What is fundamentally curricular and what is fundamentally human are of the same fabric (Willis & Schubert, 2000).

Many critics of public education believe that public schooling in the United States is obsolete and find little or nothing worth preserving in U.S. public schools (Greene, 2005). At the core of these arguments is the assertion that school readiness is paramount to school reform (Apple, 1996; Illich, 1970/2000; Molnar, 1996). This concern about school readiness underscores efforts within the last five years by federal, state, and local governments to increase investments in charter or private schools to prepare the nation's children for college and work (Brantlinger, 2003). In this article, we offer a discussion of school readiness through an examination of both practice and policy in schools and teacher education (Hills, 1987; Sigel, 1987).

The composition and events of a child's life outside school can either hinder or nurture the development of the child's success in school. As far back as the 1840s, Horace Mann stated that beside the school and the playground, the dinner table is the most important aspect of a child's life (Cremin, 1957). Historical research (see Apple, 1996; Delpit, 1996; Fine, 1994; Kozol, 1995; Oakes, 1986; Paley, 2000) suggests that children from homes with more limited economic means start out behind their peers and that their academic problems are compounded when school ends. Children from middle-class homes, who likely had opportunities to, for example, read books, attend camp, and participate in other growth experiences, often leave school more advanced than their peers from more limited economic circumstances (Brantlinger, 2003). Karl Alexander, a sociologist at Johns Hopkins University, explains that "family really is important, and it's very hard for schools to offset or compensate fully for family disadvantage" (Schemo, 2006).

Written exercise A
In the passage on school readiness, what did Horace Mann call the most important aspect of a child's life besides the school and the playground?
Written exercise B
Carry the passage on school readiness forward, starting right after its last sentence.

Given records

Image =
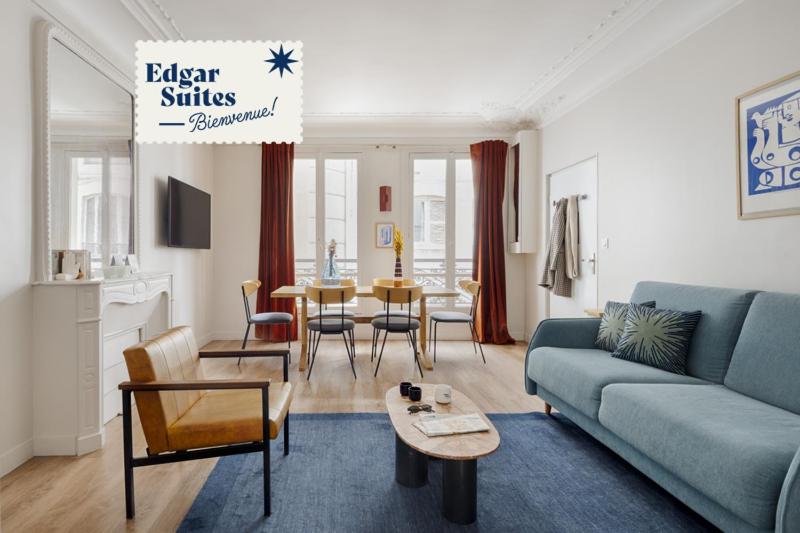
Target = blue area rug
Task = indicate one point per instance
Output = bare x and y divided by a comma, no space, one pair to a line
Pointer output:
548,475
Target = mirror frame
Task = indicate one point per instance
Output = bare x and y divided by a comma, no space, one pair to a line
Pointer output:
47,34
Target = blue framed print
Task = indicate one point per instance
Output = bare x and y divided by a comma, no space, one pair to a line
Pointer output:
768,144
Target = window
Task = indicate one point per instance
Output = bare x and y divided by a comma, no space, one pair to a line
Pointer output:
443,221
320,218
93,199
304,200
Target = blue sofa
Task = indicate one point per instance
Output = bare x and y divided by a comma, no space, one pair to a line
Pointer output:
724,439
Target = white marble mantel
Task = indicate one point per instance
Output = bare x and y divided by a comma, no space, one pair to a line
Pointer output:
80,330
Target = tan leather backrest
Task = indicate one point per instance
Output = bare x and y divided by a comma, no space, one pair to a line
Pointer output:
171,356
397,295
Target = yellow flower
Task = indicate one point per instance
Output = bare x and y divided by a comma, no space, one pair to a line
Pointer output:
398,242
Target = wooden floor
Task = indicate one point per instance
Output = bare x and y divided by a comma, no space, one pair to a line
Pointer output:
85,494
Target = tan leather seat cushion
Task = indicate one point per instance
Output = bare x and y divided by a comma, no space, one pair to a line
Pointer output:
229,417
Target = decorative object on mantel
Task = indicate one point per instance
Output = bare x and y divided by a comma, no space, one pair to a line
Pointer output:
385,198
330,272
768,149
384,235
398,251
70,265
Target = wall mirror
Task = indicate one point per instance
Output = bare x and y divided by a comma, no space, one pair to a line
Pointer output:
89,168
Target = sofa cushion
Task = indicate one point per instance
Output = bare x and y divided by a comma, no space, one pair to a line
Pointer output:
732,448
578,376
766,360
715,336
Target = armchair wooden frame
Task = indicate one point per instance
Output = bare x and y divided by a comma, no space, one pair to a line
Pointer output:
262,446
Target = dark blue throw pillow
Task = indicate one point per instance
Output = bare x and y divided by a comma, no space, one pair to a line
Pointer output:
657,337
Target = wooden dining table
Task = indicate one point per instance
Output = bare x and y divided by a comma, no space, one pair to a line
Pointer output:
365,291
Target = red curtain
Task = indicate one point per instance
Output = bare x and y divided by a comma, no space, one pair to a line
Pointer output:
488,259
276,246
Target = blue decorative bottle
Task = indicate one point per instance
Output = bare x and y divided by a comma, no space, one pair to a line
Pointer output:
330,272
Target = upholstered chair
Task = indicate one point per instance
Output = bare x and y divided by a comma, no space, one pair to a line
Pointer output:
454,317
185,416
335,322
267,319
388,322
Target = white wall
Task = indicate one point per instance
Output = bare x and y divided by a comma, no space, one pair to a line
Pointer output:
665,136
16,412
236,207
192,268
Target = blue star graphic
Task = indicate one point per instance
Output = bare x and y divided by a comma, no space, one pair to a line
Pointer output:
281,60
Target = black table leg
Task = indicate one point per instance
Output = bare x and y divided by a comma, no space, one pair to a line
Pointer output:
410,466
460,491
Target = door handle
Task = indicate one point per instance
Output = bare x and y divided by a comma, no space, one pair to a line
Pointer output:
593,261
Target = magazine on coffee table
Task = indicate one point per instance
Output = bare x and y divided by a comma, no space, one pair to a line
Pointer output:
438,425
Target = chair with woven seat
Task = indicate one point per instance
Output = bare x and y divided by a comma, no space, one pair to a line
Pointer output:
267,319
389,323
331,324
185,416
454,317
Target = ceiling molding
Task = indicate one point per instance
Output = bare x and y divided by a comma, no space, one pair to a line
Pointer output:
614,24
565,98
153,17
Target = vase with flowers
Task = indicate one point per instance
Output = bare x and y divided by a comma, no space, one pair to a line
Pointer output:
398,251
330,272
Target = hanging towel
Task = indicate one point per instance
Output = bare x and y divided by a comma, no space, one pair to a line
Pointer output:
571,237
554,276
==
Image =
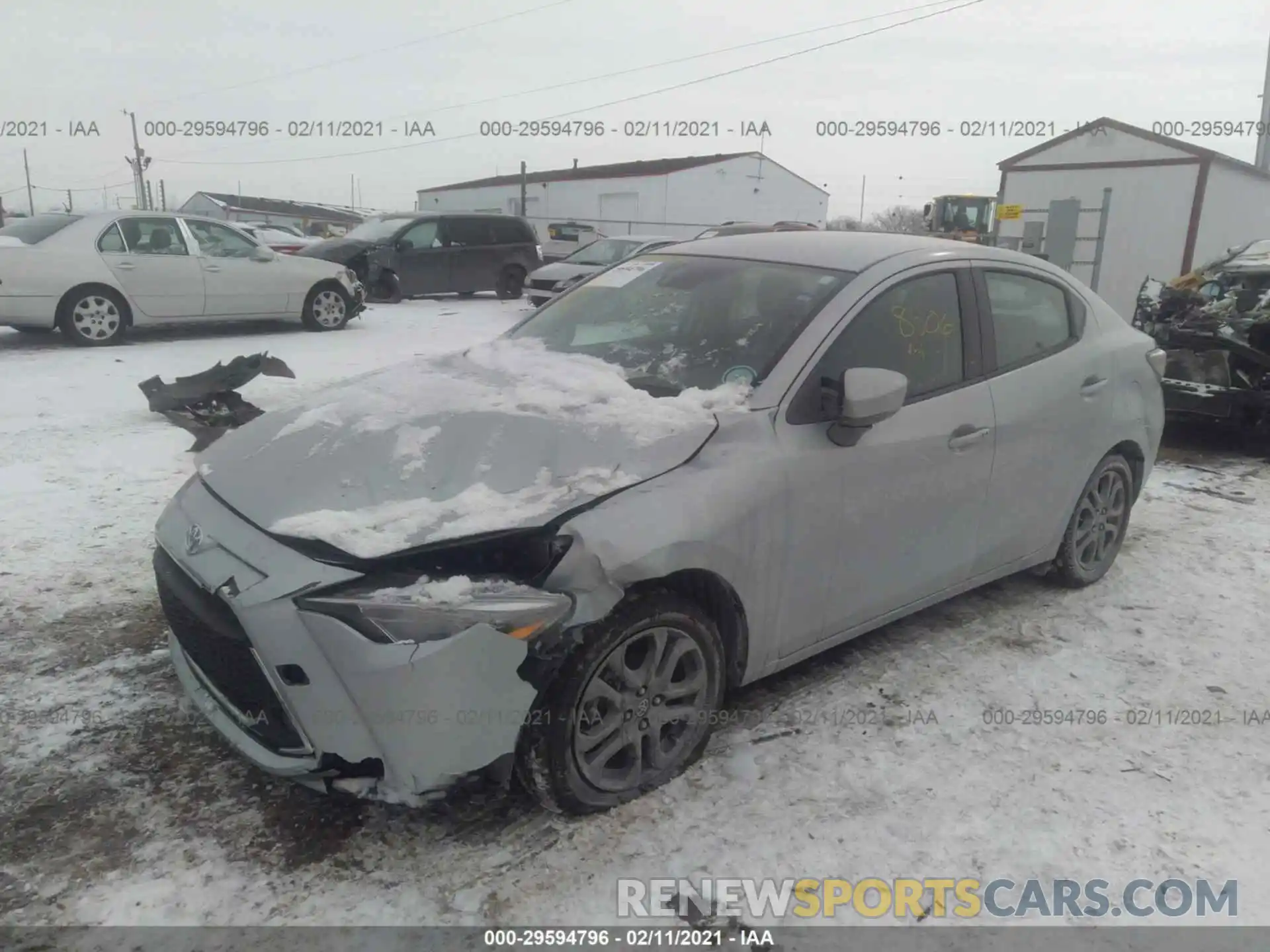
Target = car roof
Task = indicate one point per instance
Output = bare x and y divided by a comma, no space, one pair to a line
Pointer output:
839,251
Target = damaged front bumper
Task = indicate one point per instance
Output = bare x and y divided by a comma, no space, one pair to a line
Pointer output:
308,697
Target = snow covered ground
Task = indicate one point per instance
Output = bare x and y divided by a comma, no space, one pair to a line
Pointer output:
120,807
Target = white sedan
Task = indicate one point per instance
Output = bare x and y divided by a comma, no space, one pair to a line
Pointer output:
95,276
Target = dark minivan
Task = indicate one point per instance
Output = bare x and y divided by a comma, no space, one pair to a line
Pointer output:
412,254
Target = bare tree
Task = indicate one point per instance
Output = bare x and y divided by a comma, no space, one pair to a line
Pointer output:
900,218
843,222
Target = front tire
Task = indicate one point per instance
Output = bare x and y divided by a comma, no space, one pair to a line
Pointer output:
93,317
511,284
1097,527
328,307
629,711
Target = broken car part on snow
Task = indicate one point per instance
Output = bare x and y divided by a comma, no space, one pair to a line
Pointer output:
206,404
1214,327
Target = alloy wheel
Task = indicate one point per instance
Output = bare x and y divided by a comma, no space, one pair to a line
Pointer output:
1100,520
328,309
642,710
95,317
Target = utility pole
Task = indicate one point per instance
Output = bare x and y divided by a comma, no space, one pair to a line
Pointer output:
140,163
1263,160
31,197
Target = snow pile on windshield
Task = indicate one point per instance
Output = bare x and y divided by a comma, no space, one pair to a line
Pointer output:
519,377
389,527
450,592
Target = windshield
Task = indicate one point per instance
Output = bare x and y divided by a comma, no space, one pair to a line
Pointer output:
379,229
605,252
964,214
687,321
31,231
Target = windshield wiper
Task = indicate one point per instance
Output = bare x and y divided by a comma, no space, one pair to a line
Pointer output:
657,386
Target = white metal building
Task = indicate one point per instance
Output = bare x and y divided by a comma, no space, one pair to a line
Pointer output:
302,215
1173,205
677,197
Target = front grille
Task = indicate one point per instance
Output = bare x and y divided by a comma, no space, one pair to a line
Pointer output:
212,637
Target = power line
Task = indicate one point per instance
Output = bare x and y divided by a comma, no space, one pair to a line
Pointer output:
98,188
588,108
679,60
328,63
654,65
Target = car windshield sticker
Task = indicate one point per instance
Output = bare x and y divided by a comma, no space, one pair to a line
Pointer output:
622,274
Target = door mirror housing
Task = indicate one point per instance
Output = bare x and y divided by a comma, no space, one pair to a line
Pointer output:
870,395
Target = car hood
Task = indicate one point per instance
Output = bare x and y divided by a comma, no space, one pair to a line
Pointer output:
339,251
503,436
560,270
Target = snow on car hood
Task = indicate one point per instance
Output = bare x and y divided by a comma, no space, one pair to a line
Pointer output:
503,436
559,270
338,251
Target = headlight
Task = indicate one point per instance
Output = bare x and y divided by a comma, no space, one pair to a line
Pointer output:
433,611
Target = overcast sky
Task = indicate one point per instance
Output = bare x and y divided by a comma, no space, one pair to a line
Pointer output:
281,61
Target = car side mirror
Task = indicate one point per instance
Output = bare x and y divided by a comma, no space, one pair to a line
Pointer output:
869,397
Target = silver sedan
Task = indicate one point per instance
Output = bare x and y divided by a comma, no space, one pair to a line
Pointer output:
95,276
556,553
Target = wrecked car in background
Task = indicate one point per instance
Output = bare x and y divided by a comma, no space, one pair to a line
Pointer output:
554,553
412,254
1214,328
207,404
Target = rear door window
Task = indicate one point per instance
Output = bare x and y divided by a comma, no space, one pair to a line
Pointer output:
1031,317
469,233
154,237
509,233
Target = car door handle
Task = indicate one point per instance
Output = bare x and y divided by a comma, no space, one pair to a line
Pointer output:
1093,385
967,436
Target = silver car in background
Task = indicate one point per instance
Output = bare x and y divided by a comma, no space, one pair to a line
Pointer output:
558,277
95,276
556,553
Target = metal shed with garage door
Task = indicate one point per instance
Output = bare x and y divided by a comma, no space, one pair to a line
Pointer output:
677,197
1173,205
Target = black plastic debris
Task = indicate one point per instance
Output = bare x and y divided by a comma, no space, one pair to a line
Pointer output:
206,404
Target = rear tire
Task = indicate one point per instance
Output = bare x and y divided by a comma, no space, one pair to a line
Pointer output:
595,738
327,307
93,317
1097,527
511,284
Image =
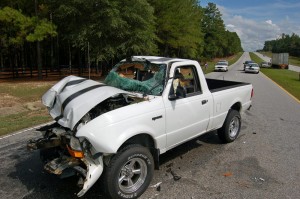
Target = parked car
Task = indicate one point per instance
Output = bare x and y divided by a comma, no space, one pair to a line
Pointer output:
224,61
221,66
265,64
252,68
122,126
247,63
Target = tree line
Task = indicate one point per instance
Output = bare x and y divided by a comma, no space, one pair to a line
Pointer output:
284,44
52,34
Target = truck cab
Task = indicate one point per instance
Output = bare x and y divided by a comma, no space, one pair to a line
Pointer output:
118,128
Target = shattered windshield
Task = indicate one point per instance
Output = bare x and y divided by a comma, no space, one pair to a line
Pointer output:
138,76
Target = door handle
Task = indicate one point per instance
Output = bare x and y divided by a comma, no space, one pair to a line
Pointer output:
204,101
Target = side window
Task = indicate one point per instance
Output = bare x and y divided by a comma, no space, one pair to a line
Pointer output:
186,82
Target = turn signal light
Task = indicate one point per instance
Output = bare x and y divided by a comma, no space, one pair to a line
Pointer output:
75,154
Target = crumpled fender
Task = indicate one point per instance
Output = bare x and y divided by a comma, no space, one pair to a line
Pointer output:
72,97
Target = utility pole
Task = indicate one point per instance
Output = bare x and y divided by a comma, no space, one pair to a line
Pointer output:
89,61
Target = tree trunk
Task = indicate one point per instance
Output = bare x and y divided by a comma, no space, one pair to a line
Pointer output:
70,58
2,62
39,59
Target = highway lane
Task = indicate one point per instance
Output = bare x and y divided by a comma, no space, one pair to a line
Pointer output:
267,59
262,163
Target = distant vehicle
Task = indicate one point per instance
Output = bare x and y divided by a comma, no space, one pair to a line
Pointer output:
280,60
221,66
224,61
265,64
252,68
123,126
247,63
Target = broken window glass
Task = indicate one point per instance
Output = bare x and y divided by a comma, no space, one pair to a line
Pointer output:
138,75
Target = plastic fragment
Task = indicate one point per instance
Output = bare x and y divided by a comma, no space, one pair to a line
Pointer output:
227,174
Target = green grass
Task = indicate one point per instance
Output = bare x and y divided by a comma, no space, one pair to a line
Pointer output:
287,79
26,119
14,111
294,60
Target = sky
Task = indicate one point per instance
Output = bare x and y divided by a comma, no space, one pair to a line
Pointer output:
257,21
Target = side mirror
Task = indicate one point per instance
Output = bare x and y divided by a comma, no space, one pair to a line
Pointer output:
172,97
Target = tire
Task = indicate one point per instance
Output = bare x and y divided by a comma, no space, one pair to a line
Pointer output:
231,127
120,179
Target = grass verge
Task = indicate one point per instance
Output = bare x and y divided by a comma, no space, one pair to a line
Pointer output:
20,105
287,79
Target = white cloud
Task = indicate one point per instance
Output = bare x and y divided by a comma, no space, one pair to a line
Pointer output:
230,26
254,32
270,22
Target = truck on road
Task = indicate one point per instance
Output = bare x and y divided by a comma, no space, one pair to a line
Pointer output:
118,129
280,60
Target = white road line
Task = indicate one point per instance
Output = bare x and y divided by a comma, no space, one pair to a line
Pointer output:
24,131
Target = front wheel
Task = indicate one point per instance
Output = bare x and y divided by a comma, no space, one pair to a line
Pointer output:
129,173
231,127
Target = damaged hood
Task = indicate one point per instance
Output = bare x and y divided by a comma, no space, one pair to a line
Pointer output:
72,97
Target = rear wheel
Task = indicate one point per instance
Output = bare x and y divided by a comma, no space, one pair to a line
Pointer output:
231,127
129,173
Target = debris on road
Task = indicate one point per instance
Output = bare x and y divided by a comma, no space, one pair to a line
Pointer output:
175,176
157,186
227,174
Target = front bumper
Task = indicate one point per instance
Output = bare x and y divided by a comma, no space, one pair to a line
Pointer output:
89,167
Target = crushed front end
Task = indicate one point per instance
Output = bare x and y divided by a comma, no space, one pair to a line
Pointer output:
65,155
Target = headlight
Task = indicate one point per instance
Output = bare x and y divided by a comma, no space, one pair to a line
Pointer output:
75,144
* * *
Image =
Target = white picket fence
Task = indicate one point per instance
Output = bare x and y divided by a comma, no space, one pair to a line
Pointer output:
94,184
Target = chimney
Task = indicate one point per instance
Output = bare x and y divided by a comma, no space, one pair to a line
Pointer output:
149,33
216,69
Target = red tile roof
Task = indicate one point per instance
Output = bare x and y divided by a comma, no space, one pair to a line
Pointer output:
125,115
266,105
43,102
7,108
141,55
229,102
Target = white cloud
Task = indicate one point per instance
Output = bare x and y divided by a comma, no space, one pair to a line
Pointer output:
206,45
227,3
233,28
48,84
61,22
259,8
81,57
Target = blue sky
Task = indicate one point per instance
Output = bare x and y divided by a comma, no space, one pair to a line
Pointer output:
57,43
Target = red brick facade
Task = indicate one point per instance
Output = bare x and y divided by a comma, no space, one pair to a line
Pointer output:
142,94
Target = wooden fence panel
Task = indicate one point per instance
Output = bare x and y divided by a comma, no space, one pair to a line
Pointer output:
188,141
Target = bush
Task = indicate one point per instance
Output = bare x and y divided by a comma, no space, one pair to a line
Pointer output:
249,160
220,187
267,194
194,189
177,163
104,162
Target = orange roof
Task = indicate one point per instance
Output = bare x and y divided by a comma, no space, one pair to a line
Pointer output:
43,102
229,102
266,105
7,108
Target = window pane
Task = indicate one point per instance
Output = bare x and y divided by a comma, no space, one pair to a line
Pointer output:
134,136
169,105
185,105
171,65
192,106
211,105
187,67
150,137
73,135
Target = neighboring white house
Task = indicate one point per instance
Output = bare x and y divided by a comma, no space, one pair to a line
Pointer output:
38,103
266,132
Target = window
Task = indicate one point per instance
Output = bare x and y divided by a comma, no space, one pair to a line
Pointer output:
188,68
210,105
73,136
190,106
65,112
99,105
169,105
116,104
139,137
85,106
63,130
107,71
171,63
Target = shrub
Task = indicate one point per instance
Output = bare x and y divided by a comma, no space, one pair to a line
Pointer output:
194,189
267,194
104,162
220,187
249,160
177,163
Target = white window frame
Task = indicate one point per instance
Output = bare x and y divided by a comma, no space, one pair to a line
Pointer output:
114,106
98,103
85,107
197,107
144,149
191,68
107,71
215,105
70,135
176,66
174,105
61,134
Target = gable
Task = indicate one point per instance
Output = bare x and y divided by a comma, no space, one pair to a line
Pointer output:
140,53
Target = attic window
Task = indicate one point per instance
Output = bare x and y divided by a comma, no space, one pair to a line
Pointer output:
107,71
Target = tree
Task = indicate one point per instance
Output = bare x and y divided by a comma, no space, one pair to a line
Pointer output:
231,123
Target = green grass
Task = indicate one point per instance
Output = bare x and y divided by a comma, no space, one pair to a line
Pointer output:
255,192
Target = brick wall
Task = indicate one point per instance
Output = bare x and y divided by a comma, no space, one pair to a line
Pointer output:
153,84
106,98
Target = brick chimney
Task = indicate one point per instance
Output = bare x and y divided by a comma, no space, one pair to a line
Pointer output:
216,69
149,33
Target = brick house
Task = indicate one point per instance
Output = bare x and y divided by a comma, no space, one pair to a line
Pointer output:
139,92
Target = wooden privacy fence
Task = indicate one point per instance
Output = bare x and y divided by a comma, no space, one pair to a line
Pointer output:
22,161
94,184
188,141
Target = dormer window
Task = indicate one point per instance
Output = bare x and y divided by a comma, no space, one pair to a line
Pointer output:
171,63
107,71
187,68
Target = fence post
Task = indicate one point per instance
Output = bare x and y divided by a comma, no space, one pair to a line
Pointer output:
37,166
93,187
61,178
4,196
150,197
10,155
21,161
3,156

Reply A
The dinner table.

Reply B
In his 2004 book, Class and Schools: Using Social, Economic and Educational Reform To Close the Black-White Achievement Gap, Richard Rothstein writes that reforms focused on education alone come up short, unless they are tied to changes in economic and social policies designed to lessen the gaps that children face outside the classroom. For example, teachers in the Philadelphia Teachers' Learning Cooperative faced pressure from city and state politicians because they successfully resisted the implementation of early childhood and Head Start testing after the passage of No Child Left Behind in 2001. What occurred in the city of Philadelphia was the privatization of schools (mostly elementary), which circumvented the decision made by the elected school board and parents to side with the teachers on not allowing testing before the required state assessments. Ironically, the highest performing schools in Philadelphia over the past few years were those from regular district schools that had longer hours and smaller class sizes; those schools handily outscored the privately managed schools created along the lines of benchmark testing. Yet, the obsession with testing emergent readers (without any proper research on its success) continues, even in the face of nationwide failures (Kritt, 2005).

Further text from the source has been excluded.